**READING PASSAGE**

Murillo & Murillo (No 4)

Case

[2023] FedCFamC1F 199


FEDERAL CIRCUIT AND FAMILY COURT OF AUSTRALIA

(DIVISION 1)

Murillo & Murillo (No 4) [2023] FedCFamC1F 199

File number(s): SYC 3325 of 2017
Judgment of: SCHONELL J
Date of judgment: 24 March 2023
Catchwords: FAMILY LAW – PROPERTY – Injunction – Where the second respondent sought orders relating to a property that she owns – Where the first respondent resides in that property – Where the property has been sold and settlement is to occur in April 2023 – Where the second respondent seeks an injunction – Where there is no evidence that relief will be imperilled if the injunction is not granted – Application dismissed.   
Legislation: Family Law Act 1975 (Cth) ss 90SM, 114
Cases cited:

Sieling & Sieling (1979) FLC 90-627; [1979] FamCA 23

Tsiang & Wu and Ors (2019) FLC 93-911; [2019] FamCAFC 128

Division: Division 1 First Instance
Number of paragraphs: 27
Date of hearing: 24 March 2023
Place: Sydney
Solicitor for the Applicant: Mills Oakley
Solicitor for the First Respondent: Coleman Greig Lawyers
Counsel for the Second Respondent: Mr Lo Schiavo
Solicitor for the Second Respondent: Cruz Clowry Law Group

ORDERS

SYC 3325 of 2017

FEDERAL CIRCUIT AND FAMILY COURT OF AUSTRALIA (DIVISION 1)

BETWEEN:

MS MURILLO

Applicant

AND:

MR MURILLO

First Respondent

MS B

Second Respondent

order made by:

SCHONELL J

DATE OF ORDER:

24 MARCH 2023

THE COURT ORDERS THAT:

1.The Amended Application filed 16 March 2023 is dismissed.

Note:   The form of the order is subject to the entry in the Court’s records.

Note: This copy of the Court’s Reasons for judgment may be subject to review to remedy minor typographical or grammatical errors (r 10.14(b) Federal Circuit and Family Court of Australia (Family Law) Rules 2021 (Cth)), or to record a variation to the order pursuant to r 10.13 Federal Circuit and Family Court of Australia (Family Law) Rules 2021 (Cth).

Section 121 of the Family Law Act 1975 (Cth) makes it an offence, except in very limited circumstances, to publish proceedings that identify persons, associated persons, or witnesses involved in family law proceedings.

IT IS NOTED that publication of this judgment by this Court under the pseudonym Murillo & Murillo has been approved pursuant to s 121(9)(g) of the Family Law Act 1975 (Cth).

EX TEMPORE REASONS FOR JUDGMENT

SCHONELL J:

  1. These are interlocutory proceedings brought by the second respondent against the first respondent in relation to a property at Suburb N.

  2. The second and first respondent were in a de facto relationship that ended in February 2022. There is one child of that relationship.

  3. During the course of that relationship, the first and second respondents purchased a property at Suburb N in the name of the second respondent. The funds to acquire the property were provided in part from a bank and in part by way of a loan from a company controlled by the first respondent.

  4. The first respondent is also a party to proceedings brought by the applicant for financial adjustment arising out of their relationship, the commencement of which pre-dates the relationship with the second respondent.

**TASK DATA**
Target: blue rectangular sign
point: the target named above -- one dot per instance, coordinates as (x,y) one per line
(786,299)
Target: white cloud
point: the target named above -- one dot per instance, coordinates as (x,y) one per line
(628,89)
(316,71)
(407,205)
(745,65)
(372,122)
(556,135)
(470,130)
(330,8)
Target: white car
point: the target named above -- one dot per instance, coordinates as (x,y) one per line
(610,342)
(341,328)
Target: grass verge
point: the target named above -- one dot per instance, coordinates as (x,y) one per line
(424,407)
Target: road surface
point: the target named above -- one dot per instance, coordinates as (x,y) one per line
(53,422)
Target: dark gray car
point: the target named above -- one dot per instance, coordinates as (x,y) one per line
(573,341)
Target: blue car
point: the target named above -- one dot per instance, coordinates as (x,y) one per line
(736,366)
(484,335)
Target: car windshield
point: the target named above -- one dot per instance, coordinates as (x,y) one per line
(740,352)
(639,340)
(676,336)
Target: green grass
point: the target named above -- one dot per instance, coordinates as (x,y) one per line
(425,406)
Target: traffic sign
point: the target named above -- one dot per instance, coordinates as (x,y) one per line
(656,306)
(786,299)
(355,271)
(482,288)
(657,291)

**TASKS FOR THIS EXERCISE**
a) Retype the rows word for word, starting with the line that contains "Target: green grass" and going on through the end of the rows.
b) Continue the Murillo & Murillo judgment from where it stops.

**RESULTS IN ORDER**
a)
Target: green grass
point: the target named above -- one dot per instance, coordinates as (x,y) one per line
(425,406)
Target: traffic sign
point: the target named above -- one dot per instance, coordinates as (x,y) one per line
(656,306)
(786,299)
(355,271)
(482,288)
(657,291)

b)
  5. As part of her final relief, the applicant seeks orders and declarations in relation to the Suburb N property.

  6. On 9 January 2023, the second respondent in reply to the relief sought by the applicant filed an Amended Response. That Amended Response seeks the following orders:

    1. That the balance of the proceeds of sale of the property situated at and known as [M Street, Suburb N] NSW (“the [Suburb N] property”) be disbursed from the trust account of Cruz Clowry Law Group Pty Ltd as follows:

    a. The sum of $539,435.75 to [V Pty Ltd];

    b. The balance to be paid into a controlled monies account pending agreement between the First and Second Respondents or otherwise a further order of the Court.

    2. That upon payment of the amount specified in 1(a) above the First Respondent shall indemnify the Second Respondent as to any liability arising from the mortgage dated [late] 2017 between [V Pty Ltd] (Mortgagee) and [Ms B] (Mortagor).

    3. A declaration that the neither the Applicant nor [V Pty Ltd] has any legal or equitable interest in the monies referred to in 1(b) above.

    4. The First Respondent shall indemnify the Second Respondent in respect of any and all actions, claims, suits, and demands as may be made against the Second Respondent by the Applicant. 

  7. I raised today with counsel for the second respondent whether the Amended Response is to be construed as seeking relief under s 90SM of the Family Law Act 1975 (Cth) (“the Act”) as against the first respondent. I am not confident that I received an affirmative response.

  8. The Suburb N property has been sold and settlement is to occur in April 2023. The second respondent by application filed 16 March 2023 seeks orders that the first respondent pay the mortgage over the property and vacate the property within 7 days.

  9. The first respondent has been residing in the property with the implicit consent of the second respondent since she vacated the property on the parties’ separation. Her counsel said that she has not brought any proceedings to have the first respondent vacate the property until the filing of the current application on 16 March 2023. Her evidence, which does not appear to be in dispute, is to the following effect:

    2. I purchased the property at [M Street, Suburb N] (“the [Suburb N] property”) in around 2017.

    3.        The property was purchased in my sole name.

    4. When I purchased the property there was a mortgage attached to it with [TT Bank], and this mortgage is in my sole name. As at 2 March 2023, the outstanding mortgage debt is $1,749,973.45 with arrears of $49,909.97.

    5. Since the purchase of the [Suburb N] Property and during my relationship with [Mr Murillo], we have both been responsible for paying the mortgage. I was responsible for caring for [X] and other family duties. I have made the following repayments to the mortgage:

    a.         18 June 2018 - $2,900.00

    b.        3 July 2018 - $2,900.00

    c.         18 July 2018 - $1 ,800.00

    d.        31 July2018 - $1,800.00

    e.         15 August 2018 - $2,900.00

    f.         24 March 2020 - $3,000.00

    g.        16 October 2020 - $5,800.00

    h.        30 October 2020 - $3,000.00

    i.         16 November 2020 - $2,900.00

    j.         27 November 2020 - $2,900.00

    k.        10 December 2020 - $2,900.00 

    6. After I separated from [Mr Murillo] in February 2022, I left the [Suburb N] Property with our son [X] who was three years old at the time. [Mr Murillo] remained living at the property and continues to live there.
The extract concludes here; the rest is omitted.